• [Zadania do rozwiązania]:
- a) Wypisz wszystkie partie polityczne wymienione w tekście o CSU w Bawarii.
- b) Powtórz słowo w słowo całą część tekstu o CSU w Bawarii, od słów „Osłabienie w sondażach, zamiast” aż po słowa „Afganistanu popełnił samobójstwo.”.

• [Wybrany fragment]:
Plan otwierający drogę do zwycięstwa CSU w Bawarii mogą pokrzyżować Włosi.
Minister spraw wewnętrznych i lider współtworzącej rząd partii CSU Horst Seehofer dokonał niemożliwego. Przekonał kanclerz Angelę Merkel do zmiany polityki otwartych drzwi wobec migrantów. Szefowa niemieckiego rządu zgodziła się, by przybysze byli zatrzymywani na granicy z Austrią. Następnie mają być odsyłani do pierwszego kraju, w którym przekroczyli zewnętrzną granicę UE. Plan Seehofera ma zapewnić jego partii zwycięstwo w wyborach w Bawarii 14 października.
Ale bój o migrację na razie przynosi efekt odwrotny do zamierzonego. Najpierw nadwyrężył pozycję rządu federalnego i jego szefowej. Teraz osłabia notowania CSU w Bawarii. Ostatnie sondaże dawały tej chadeckiej partii ok. 40 proc. głosów, czyli bez szans na większość.
CSU rządziła niepodzielnie Bawarią przez blisko pół wieku, ale od dekady boryka się z problemami. W wyborach w 2008 r. chadecy stracili większość w bawarskim landtagu i po raz pierwszy w historii musieli szukać koalicjanta. Została nim liberalna FDP, która w następnych wyborach w Bawarii nie przekroczyła progu wyborczego i nie weszła do regionalnego parlamentu. CSU wtedy udało się jednak odrobić straty i od 2013 r. znów ma większość.
Teraz o powtórkę wyniku sprzed pięciu lat będzie jednak trudno. W tym czasie, w dużej mierze wskutek kryzysu migracyjnego, niemiecka scena polityczna uległa znaczącym zmianom. Chodzi głównie o wzrost znaczenia antymigrancyjnej Alternatywy dla Niemiec (AfD). W zeszłym roku w ogólnokrajowych wyborach parlamentarnych zdobyła ona 12,5 proc. głosów. Chadecy w Bawarii szczególnie mocno są dotknięci wzrostem znaczenia AfD. Powód: ten bogaty region doświadcza największego naporu migrantów, którzy wybierają drogę do Niemiec przez Austrię. Dlatego Seehofer chce zatrzymać ich napływ, by skłonić Bawarczyków do głosowania na CSU.
Osłabienie w sondażach, zamiast oczekiwanego wzrostu, sugeruje, że problem Bawarczyków z CSU ma inne źródło niż migracja. Lider lokalnych chadeków nie ustaje jednak w wysiłkach, by swój plan wprowadzić w życie.
Nie zniechęciła go fala krytyki, którą wywołał, przyjmując z zadowoleniem deportację 69 migrantów do Afganistanu (nastąpiło to, jak sam zauważył, w jego 69. urodziny). Jeden z deportowanych został wkrótce znaleziony martwy w Kabulu w Afganistanie. Mężczyzna żył w Niemczech od ośmiu lat. Przyjechał tam jeszcze jako nastolatek. Niewykluczone, że deportowany po powrocie do Afganistanu popełnił samobójstwo.

Wyodrębnione wpisy danych:
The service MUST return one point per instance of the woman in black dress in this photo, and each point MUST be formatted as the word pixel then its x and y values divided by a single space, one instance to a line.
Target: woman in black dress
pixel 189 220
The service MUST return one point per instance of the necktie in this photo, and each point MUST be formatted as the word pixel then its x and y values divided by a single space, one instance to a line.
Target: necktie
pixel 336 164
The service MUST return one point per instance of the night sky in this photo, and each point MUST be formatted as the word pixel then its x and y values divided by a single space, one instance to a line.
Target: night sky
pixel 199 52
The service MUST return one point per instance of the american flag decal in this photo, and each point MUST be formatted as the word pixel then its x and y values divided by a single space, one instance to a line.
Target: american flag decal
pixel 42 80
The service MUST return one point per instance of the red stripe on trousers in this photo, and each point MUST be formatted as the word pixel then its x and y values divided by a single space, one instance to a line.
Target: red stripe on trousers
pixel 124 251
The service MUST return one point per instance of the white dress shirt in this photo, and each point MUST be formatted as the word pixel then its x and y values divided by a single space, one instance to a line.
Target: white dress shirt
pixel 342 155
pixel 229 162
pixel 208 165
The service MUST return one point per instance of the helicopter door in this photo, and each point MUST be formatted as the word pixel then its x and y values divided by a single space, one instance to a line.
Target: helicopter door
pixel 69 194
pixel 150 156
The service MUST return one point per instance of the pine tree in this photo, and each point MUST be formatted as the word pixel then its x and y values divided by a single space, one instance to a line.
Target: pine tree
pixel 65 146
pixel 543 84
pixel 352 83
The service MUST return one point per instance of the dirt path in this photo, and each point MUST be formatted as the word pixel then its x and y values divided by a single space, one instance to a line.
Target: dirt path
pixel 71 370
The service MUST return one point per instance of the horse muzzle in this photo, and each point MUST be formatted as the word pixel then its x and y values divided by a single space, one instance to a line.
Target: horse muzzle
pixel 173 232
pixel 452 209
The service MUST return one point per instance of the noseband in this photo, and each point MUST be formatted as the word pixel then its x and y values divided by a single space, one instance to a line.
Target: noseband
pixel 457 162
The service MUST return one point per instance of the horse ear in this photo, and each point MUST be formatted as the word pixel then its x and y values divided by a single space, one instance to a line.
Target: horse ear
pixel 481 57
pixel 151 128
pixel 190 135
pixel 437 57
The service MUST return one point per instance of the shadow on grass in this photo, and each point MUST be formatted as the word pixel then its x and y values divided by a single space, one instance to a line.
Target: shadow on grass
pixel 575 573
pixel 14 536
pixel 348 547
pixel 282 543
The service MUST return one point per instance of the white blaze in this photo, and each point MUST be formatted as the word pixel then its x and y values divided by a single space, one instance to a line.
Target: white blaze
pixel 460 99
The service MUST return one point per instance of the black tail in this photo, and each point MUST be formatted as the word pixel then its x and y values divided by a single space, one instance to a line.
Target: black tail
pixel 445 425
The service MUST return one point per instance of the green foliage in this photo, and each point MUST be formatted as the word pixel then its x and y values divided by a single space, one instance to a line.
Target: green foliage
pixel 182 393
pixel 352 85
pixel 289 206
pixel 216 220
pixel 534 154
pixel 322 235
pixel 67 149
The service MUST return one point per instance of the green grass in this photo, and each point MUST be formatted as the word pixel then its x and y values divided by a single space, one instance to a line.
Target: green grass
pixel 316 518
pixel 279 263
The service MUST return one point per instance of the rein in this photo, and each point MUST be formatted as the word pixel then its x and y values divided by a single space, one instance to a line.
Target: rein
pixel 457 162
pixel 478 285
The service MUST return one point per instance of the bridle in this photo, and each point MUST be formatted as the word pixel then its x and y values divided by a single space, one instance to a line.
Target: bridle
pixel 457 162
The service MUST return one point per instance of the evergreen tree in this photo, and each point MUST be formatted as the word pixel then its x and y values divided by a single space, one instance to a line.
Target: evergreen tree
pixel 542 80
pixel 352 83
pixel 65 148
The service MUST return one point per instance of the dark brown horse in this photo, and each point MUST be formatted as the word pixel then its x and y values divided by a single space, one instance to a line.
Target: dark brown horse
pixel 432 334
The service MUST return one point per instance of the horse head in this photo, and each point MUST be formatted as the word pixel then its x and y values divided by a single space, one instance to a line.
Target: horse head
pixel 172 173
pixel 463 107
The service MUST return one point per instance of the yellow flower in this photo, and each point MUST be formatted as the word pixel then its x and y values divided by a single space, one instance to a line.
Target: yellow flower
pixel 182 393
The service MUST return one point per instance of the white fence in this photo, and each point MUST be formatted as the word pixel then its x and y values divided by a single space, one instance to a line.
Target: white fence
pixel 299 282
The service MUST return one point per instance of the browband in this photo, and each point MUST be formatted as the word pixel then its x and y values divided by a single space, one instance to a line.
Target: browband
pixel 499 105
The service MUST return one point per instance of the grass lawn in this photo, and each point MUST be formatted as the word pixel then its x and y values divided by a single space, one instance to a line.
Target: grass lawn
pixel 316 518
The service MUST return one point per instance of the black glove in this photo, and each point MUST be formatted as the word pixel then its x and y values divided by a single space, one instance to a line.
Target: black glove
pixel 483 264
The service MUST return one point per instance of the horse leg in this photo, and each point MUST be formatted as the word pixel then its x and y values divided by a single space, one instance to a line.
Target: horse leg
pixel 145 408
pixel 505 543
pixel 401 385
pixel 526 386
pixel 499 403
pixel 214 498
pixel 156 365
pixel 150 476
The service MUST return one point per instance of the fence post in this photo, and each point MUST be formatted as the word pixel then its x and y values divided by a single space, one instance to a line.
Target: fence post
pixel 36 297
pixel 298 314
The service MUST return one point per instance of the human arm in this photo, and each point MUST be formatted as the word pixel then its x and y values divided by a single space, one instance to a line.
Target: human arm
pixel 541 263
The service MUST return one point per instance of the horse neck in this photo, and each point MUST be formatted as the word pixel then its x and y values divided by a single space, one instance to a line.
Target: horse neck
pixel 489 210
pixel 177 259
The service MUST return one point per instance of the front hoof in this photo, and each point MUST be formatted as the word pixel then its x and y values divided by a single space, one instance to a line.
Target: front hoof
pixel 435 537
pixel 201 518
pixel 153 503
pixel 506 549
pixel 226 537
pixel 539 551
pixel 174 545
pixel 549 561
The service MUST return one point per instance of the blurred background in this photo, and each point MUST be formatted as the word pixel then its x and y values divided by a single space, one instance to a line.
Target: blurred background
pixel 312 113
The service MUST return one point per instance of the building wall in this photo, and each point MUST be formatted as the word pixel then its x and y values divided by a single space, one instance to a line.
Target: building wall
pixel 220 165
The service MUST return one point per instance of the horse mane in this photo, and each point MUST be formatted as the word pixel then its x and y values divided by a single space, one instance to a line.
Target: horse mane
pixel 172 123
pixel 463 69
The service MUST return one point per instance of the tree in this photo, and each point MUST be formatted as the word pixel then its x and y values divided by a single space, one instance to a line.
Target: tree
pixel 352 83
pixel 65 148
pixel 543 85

• [Rozwiązane zadania]:
- a) CSU, FDP, Alternatywa dla Niemiec (AfD)

- b)
Osłabienie w sondażach, zamiast oczekiwanego wzrostu, sugeruje, że problem Bawarczyków z CSU ma inne źródło niż migracja. Lider lokalnych chadeków nie ustaje jednak w wysiłkach, by swój plan wprowadzić w życie.
Nie zniechęciła go fala krytyki, którą wywołał, przyjmując z zadowoleniem deportację 69 migrantów do Afganistanu (nastąpiło to, jak sam zauważył, w jego 69. urodziny). Jeden z deportowanych został wkrótce znaleziony martwy w Kabulu w Afganistanie. Mężczyzna żył w Niemczech od ośmiu lat. Przyjechał tam jeszcze jako nastolatek. Niewykluczone, że deportowany po powrocie do Afganistanu popełnił samobójstwo.